TEXT SHOWN START

The latest Xero Small Business Insights report reveals a surprisingly strong start for Australian small businesses in the first quarter of 2024 after a soft December.
The Xero Small Business Index averaged 120 points in the March quarter, up slightly from the December quarter result (115 points). This was driven by a sharp jump in the February (127 pts) and March (134 pts) results, a significant improvement compared to the December (89 pts) and January (98 pts) readings.
“The improvement from a tough end to last year is a welcome sign that small businesses started 2024 better off,” Louise Southall, Xero Economist, said. “The Index dropped below 100 points in December last year, so it’s encouraging to see stronger growth in three critical success levers – jobs, wages, and sales – during the first quarter of this year.”
Sales growth rebounded significantly in January (+6.1 per cent y/y) and February (+6.9 per cent y/y) following weak sales in December (+1.9 per cent y/y), which the Index notes as an indication that conditions are improving for small businesses. However, sales experienced a drop in March (-2.4 per cent y/y), which is being attributed to the earlier timing of the Good Friday public holiday when most businesses were closed. Healthcare (+13.5 per cent y/y) and real estate (+10.0 per cent y/y) were the best-performing sectors in January and February, and the only industries to record double-digit growth, according to the report.
Small-business hiring continued to rise in the March quarter (+3.7 per cent y/y) and was moderately higher than average jobs growth in 2023 and the long-term average for this series (3.0 per cent y/y). Jobs growth was particularly strong in March (+4.3 per cent y/y) and was the largest rise in jobs since October 2022, which the Index attributes to small businesses feeling more confident about hiring new staff. The healthcare sector (+9.2 per cent y/y) led the gains. In contrast, the hospitality sector (-1.4 per cent y/y) recorded the third consecutive quarter of declining jobs.
Meanwhile, wages growth is now sitting just above the long-term average for this series (+3.0 per cent y/y). However, the pace of growth is still below inflation and small business pay rises are below the national average, as indicated by the latest Wage Price Index rise (+4.2 per cent y/y). The Index suggests that real wages for small business staff are not yet rising.
Payment time measures remained steady in the three months to March, continuing the trend seen throughout 2023. Small businesses waited an average of 22.6 days to be paid in the March quarter (down from 22.7 days in the December quarter) and payments were late on average by 6.5 days (up from 6.3 days late in the three months to December).
“The data from Xero Small Business Insights provides us with a critically important understanding of Australian small-business performance,” Anthony Drury, Managing Director for Xero in ANZ, said. “Against challenging economic conditions, it’s very pleasing to see a promising start to the year and we’re hopeful this momentum can continue. For small businesses looking at opportunities to grow or streamline operations in 2024, particularly as we head into the busy end-of-financial-year period, we’d encourage them to speak with their advisor, and review their biggest pain points and areas to improve productivity. There might be some accessible actions they can take, such as leveraging more tech tools.”

TEXT SHOWN END
INFORMATION SHOWN START

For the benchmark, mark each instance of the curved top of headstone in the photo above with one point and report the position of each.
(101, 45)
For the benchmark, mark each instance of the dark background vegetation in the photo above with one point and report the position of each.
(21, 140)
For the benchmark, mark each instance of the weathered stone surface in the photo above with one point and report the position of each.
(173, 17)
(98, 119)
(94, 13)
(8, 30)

INFORMATION SHOWN END
INFORMATION SHOWN START

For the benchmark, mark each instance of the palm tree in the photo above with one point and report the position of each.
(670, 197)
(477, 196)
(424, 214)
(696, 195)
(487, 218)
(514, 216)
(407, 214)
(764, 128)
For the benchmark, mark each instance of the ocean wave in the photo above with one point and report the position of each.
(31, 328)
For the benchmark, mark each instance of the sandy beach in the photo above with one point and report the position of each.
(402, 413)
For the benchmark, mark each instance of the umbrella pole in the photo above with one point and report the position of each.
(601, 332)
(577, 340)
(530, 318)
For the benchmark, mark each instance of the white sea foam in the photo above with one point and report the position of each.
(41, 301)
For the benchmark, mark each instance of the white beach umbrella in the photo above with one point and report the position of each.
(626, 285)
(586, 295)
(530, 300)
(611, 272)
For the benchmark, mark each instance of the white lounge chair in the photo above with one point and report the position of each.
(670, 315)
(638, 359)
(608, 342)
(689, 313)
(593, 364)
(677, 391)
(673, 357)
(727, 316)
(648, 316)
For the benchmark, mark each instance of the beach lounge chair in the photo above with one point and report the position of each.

INFORMATION SHOWN END

According to the small business report, by how many days on average were payments late in the March quarter? The data has no connection to the small business report.

6.5 days